◆ Task directions ◆
Edit the rows from the line with "trunk in the photo above." through the end of the rows, putting "pepper" in place of "tomato" and changing nothing else.

◆ Data records ◆
########################################

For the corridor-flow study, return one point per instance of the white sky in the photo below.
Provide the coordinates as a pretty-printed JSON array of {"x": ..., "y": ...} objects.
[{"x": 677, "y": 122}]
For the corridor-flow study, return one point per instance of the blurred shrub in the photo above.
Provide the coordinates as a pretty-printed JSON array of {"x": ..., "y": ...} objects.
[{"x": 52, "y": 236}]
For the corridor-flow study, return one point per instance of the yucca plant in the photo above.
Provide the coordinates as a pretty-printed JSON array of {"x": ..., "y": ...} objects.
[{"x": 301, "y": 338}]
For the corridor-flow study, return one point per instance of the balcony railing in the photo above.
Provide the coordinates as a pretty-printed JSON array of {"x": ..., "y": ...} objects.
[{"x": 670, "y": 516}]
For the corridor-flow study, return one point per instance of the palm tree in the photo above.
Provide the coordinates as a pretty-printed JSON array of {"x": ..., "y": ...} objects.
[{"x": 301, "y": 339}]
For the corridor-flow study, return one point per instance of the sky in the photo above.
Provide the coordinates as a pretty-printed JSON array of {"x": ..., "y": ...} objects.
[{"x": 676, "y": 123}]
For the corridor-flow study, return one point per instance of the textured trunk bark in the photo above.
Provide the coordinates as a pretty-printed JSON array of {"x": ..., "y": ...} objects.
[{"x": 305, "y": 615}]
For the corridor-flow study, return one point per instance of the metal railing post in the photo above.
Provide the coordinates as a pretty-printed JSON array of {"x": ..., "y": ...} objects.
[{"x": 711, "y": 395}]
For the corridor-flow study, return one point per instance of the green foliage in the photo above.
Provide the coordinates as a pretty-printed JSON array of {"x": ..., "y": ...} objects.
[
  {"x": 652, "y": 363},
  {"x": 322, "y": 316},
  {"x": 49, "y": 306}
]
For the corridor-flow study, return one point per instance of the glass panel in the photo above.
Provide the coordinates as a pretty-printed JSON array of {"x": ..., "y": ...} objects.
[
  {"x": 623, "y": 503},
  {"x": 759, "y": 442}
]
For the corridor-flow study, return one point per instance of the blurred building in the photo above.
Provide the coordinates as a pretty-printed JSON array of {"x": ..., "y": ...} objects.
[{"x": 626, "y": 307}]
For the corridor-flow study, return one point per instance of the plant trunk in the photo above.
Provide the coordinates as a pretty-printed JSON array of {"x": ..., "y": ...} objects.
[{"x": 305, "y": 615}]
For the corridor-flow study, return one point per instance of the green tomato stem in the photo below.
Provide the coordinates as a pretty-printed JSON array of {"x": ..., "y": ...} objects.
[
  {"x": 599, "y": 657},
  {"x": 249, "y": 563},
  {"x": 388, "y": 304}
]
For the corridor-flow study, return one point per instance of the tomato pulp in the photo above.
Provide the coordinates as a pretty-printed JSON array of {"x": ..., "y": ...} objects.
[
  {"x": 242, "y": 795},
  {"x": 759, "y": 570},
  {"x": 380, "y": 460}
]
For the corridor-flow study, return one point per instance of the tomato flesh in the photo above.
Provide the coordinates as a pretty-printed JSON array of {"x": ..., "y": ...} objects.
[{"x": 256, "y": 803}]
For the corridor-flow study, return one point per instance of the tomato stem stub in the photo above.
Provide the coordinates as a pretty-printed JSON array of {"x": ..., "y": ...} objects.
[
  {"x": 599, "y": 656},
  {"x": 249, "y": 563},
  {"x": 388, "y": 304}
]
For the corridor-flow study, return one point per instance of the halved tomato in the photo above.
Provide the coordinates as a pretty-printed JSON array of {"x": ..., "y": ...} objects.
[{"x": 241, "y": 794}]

########################################

◆ Written response ◆
For the corridor-flow study, return one point per instance of the plant trunk in the photo above.
Provide the coordinates as a pretty-printed JSON array of {"x": ..., "y": ...} objects.
[{"x": 305, "y": 615}]
For the corridor-flow study, return one point per instance of the green pepper stem in the photo below.
Provide the coordinates as a pretty-printed JSON array of {"x": ..., "y": ...} objects.
[
  {"x": 599, "y": 657},
  {"x": 249, "y": 563},
  {"x": 388, "y": 304}
]
For the corridor-flow study, return one point per instance of the pepper pulp in the photo above.
Provide the coordinates as a pretty-printed JSON array of {"x": ..., "y": ...} objects.
[
  {"x": 242, "y": 795},
  {"x": 759, "y": 570},
  {"x": 380, "y": 460}
]
For the corridor-flow study, return one point per instance of the pepper flesh in the photo above.
Provide the coordinates as a pretty-printed JSON array of {"x": ..., "y": ...} objects.
[{"x": 256, "y": 803}]
For the corridor-flow study, return one point per instance of the pepper stem stub in the photo above.
Provide the coordinates as a pretty-printed JSON array of {"x": ..., "y": ...} objects.
[
  {"x": 599, "y": 656},
  {"x": 249, "y": 563},
  {"x": 388, "y": 304}
]
For the corridor-flow study, return one point per instance of the halved pepper in the photo above.
Provide the coordinates as a pretty-printed JSON array of {"x": ..., "y": ...} objects.
[{"x": 241, "y": 794}]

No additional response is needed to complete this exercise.